— Begin —
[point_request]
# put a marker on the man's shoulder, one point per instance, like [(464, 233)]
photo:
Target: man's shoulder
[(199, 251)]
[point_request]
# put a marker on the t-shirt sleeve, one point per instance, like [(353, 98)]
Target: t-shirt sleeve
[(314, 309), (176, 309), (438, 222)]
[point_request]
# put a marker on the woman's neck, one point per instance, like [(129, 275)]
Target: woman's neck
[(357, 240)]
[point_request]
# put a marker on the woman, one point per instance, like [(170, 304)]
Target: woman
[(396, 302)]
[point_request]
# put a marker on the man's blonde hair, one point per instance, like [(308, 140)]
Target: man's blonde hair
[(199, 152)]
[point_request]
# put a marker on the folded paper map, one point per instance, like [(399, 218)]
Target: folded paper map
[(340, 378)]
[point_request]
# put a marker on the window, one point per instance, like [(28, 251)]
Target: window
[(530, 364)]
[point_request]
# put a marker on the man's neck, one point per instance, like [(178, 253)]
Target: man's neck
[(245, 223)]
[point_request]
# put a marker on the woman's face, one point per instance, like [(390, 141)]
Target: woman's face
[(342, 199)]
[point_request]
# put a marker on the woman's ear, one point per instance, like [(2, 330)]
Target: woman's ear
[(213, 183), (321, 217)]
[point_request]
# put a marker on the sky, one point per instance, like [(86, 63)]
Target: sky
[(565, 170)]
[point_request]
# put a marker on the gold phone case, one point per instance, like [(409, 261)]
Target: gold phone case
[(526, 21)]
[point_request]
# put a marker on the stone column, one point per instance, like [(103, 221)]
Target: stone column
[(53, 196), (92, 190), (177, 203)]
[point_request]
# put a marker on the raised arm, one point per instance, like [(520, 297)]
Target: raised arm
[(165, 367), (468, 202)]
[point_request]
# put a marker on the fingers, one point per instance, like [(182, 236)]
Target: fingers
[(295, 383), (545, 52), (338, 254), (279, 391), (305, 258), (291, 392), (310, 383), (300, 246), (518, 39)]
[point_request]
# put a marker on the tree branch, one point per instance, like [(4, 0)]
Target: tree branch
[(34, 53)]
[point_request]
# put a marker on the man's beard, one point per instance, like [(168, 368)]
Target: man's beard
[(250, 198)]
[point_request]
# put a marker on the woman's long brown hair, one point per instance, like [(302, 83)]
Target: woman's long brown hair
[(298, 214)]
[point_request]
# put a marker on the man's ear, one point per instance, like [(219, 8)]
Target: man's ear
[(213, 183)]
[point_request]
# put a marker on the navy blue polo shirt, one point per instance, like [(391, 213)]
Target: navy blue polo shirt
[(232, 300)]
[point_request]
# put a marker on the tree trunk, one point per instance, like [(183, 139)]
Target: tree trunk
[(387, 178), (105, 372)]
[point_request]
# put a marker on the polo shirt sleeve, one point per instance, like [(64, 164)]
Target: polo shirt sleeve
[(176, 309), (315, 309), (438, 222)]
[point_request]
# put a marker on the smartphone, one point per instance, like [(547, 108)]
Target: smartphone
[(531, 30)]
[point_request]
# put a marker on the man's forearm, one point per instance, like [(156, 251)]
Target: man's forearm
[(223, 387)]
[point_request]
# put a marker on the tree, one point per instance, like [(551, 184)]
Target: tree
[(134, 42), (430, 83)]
— End —
▸ TASK REQUIREMENTS: Extract all of the data shown above and repeat it verbatim.

▸ RESULT:
[point_request]
# put a marker on the man's shoulder, one point per instance, like [(464, 233)]
photo:
Target: man's shoulder
[(199, 251)]
[point_request]
# put a marker on the t-shirt sleeve, one point per instance, like [(353, 98)]
Target: t-shirt sleeve
[(314, 309), (176, 309), (438, 222)]
[point_request]
# put a marker on the woman's neck, one point per instance, like [(129, 275)]
Target: woman's neck
[(357, 240)]
[point_request]
# put a marker on the woman, one point per instance, like [(170, 304)]
Target: woman
[(396, 302)]
[point_request]
# put a marker on the man's blonde hair, one point per instance, like [(308, 140)]
Target: man's blonde hair
[(199, 152)]
[point_request]
# put a marker on the folded paper map, one point per instance, like [(399, 218)]
Target: folded paper map
[(340, 378)]
[point_request]
# put a marker on the window, one point per instance, like [(28, 251)]
Target: window
[(530, 364)]
[point_request]
# put a marker on the man's neck, one point per instance, like [(178, 253)]
Target: man's neck
[(245, 223)]
[point_request]
# put a marker on the woman's face, one point per instance, like [(390, 141)]
Target: woman's face
[(342, 199)]
[point_request]
# put a marker on the woman's ear, one point per instance, like [(2, 330)]
Target: woman's ear
[(213, 183), (321, 217)]
[point_request]
# put a marker on the sky, one point per instance, like [(86, 63)]
Target: sky
[(565, 170)]
[point_request]
# put a marker on the gold phone case, one point per instance, like [(409, 261)]
Target: gold phone case
[(526, 21)]
[point_request]
# put a marker on the stone column, one point per instance, like [(103, 221)]
Target: stone column
[(53, 196), (92, 190), (177, 203)]
[point_request]
# put a marker on the raised arm, one point per instance, like [(520, 297)]
Target: raised arm
[(165, 367), (468, 202)]
[point_request]
# put a marker on the fingers, one point per instance, like [(182, 236)]
Target: fingers
[(295, 383), (545, 52), (338, 254), (279, 391), (305, 258), (291, 392), (310, 383), (300, 246), (518, 39)]
[point_request]
# put a marker on the tree branch, one point per instance, like [(4, 0)]
Target: tree branch
[(34, 53)]
[point_request]
# put a marker on the man's beard, one point per instance, like [(168, 368)]
Target: man's beard
[(250, 198)]
[point_request]
# put a marker on the woman's long brown hair, one point per instance, like [(302, 83)]
Target: woman's long brown hair
[(298, 214)]
[point_request]
# put a marker on the man's ear, one point per instance, like [(219, 8)]
Target: man's ear
[(213, 183)]
[point_request]
# put a marker on the navy blue polo shirt, one point per instance, like [(391, 213)]
Target: navy blue polo shirt
[(232, 300)]
[point_request]
# put a marker on the tree trunk, one point per instance, like [(183, 139)]
Target: tree trunk
[(387, 178), (105, 372)]
[point_request]
# put a marker on the polo shirt sleeve, one point per instance, like [(64, 164)]
Target: polo shirt sleeve
[(176, 309), (315, 309), (438, 222)]
[point_request]
# put a marker on the smartphone, one point per instance, like [(547, 108)]
Target: smartphone
[(531, 30)]
[point_request]
# put a marker on the man's forearm, one point per instance, like [(156, 251)]
Target: man's forearm
[(223, 387)]
[point_request]
# put a marker on the tree, one point per instance, like [(551, 184)]
Target: tree
[(134, 42), (430, 83)]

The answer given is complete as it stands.